_REQUIRED WORK_
Copy out every item below, word for word.

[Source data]
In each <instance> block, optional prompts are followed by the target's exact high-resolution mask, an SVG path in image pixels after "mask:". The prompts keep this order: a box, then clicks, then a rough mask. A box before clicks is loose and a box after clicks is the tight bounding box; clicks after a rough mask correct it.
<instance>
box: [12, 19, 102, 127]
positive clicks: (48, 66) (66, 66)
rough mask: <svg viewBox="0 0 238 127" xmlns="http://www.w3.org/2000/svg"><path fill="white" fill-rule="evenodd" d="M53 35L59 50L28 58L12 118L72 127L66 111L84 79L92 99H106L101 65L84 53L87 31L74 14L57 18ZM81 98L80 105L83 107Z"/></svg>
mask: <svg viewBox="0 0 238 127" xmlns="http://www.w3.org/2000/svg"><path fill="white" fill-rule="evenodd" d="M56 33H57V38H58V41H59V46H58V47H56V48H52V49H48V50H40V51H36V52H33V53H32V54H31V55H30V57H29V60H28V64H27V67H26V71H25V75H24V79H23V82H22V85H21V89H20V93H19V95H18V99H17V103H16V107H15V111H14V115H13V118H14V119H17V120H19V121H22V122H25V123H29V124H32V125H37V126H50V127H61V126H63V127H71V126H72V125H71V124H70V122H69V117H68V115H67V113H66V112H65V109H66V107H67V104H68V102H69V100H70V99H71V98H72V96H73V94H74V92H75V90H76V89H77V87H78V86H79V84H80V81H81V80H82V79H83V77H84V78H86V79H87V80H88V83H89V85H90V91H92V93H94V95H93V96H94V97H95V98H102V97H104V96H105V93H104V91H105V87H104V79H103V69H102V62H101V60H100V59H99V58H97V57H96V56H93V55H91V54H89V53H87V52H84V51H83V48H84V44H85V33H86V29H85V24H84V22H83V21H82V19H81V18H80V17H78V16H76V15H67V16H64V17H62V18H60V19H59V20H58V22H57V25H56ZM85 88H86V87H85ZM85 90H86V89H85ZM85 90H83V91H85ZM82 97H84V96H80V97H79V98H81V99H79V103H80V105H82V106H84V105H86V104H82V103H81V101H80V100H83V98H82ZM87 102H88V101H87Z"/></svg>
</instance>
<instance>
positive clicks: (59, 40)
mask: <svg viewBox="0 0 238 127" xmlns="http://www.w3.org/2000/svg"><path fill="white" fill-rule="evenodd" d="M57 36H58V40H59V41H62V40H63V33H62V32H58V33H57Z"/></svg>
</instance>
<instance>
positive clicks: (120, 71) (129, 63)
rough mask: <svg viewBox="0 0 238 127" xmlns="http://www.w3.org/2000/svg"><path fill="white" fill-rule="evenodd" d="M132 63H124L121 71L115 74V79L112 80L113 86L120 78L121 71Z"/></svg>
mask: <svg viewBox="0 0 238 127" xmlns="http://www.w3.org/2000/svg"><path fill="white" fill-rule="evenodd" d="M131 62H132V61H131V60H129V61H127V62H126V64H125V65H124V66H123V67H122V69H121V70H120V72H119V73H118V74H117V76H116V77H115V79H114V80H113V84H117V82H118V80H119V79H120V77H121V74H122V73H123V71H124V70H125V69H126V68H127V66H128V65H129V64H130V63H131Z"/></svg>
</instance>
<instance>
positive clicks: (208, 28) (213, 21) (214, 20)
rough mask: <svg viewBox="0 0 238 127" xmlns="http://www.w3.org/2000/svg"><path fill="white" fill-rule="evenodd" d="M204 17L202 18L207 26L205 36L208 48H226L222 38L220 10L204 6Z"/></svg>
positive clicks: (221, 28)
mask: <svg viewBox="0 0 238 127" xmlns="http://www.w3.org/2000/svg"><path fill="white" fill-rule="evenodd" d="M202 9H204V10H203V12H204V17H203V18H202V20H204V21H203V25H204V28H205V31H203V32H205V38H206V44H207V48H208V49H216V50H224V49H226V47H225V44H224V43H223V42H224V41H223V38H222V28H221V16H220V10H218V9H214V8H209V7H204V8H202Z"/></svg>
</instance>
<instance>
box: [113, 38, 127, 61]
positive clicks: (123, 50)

_TASK SOLUTION_
In each <instance> block, optional prompts are followed by the target's exact high-resolution mask, an SVG path in image pixels after "mask:". The prompts keep this order: a box, then clicks, then a rough mask. A box before clicks is loose and a box after clicks is the tight bounding box; clicks after a rough mask correct it.
<instance>
box: [12, 19, 102, 127]
positive clicks: (48, 66) (66, 66)
rough mask: <svg viewBox="0 0 238 127" xmlns="http://www.w3.org/2000/svg"><path fill="white" fill-rule="evenodd" d="M53 35L59 50L28 58L12 118L72 127L66 111L84 79L92 99H106L101 65L84 53L87 31L74 14L57 18ZM81 98L80 105L83 107Z"/></svg>
mask: <svg viewBox="0 0 238 127" xmlns="http://www.w3.org/2000/svg"><path fill="white" fill-rule="evenodd" d="M56 33H57V38H58V41H59V46H58V47H56V48H52V49H48V50H40V51H36V52H33V53H32V54H31V55H30V57H29V60H28V64H27V67H26V71H25V75H24V79H23V82H22V85H21V89H20V93H19V95H18V99H17V103H16V107H15V111H14V115H13V118H14V119H17V120H19V121H22V122H25V123H29V124H32V125H37V126H50V127H61V126H63V127H71V126H72V125H71V124H70V122H69V117H68V115H67V113H66V112H65V109H66V107H67V104H68V102H69V100H70V99H71V98H72V96H73V94H74V92H75V90H76V89H77V87H78V86H79V84H80V81H81V80H82V79H83V77H84V78H86V79H87V80H88V83H89V85H90V91H92V93H94V95H93V96H94V97H95V98H102V97H104V96H105V93H104V91H105V87H104V79H103V69H102V62H101V60H100V59H99V58H97V57H96V56H93V55H91V54H89V53H87V52H84V51H83V48H84V44H85V33H86V29H85V24H84V22H83V21H82V19H81V18H80V17H78V16H76V15H67V16H64V17H62V18H60V19H59V20H58V22H57V25H56ZM85 88H86V87H85ZM85 90H86V89H85ZM85 90H83V91H85ZM82 97H84V96H80V97H79V98H81V99H79V103H80V105H82V106H84V105H86V104H82V103H81V101H80V100H83V98H82ZM87 102H88V101H87Z"/></svg>
</instance>
<instance>
positive clicks: (59, 40)
mask: <svg viewBox="0 0 238 127" xmlns="http://www.w3.org/2000/svg"><path fill="white" fill-rule="evenodd" d="M57 36H58V40H59V41H62V40H63V33H62V32H58V33H57Z"/></svg>
</instance>
<instance>
positive clicks: (120, 71) (129, 63)
rough mask: <svg viewBox="0 0 238 127" xmlns="http://www.w3.org/2000/svg"><path fill="white" fill-rule="evenodd" d="M132 63H124L121 71L115 74V79L112 80L113 86L120 78L121 71Z"/></svg>
mask: <svg viewBox="0 0 238 127" xmlns="http://www.w3.org/2000/svg"><path fill="white" fill-rule="evenodd" d="M131 62H132V61H131V60H129V61H127V62H126V64H125V65H124V66H123V67H122V69H121V70H120V72H119V73H118V74H117V76H116V77H115V79H114V80H113V84H117V82H118V80H119V79H120V77H121V74H122V73H123V71H124V70H125V69H126V68H127V66H128V65H129V64H130V63H131Z"/></svg>
</instance>
<instance>
positive clicks: (208, 28) (213, 21) (214, 20)
rough mask: <svg viewBox="0 0 238 127" xmlns="http://www.w3.org/2000/svg"><path fill="white" fill-rule="evenodd" d="M204 17L202 18L207 26L205 36L208 48H226L222 38L220 10L204 6Z"/></svg>
positive clicks: (221, 28)
mask: <svg viewBox="0 0 238 127" xmlns="http://www.w3.org/2000/svg"><path fill="white" fill-rule="evenodd" d="M202 9H204V10H203V12H204V17H203V18H202V20H204V21H203V25H204V28H205V31H203V32H205V38H206V44H207V48H208V49H216V50H224V49H226V47H225V44H224V43H223V42H224V41H223V38H222V28H221V16H220V10H218V9H214V8H209V7H204V8H202Z"/></svg>
</instance>
<instance>
box: [113, 38, 127, 61]
positive clicks: (123, 50)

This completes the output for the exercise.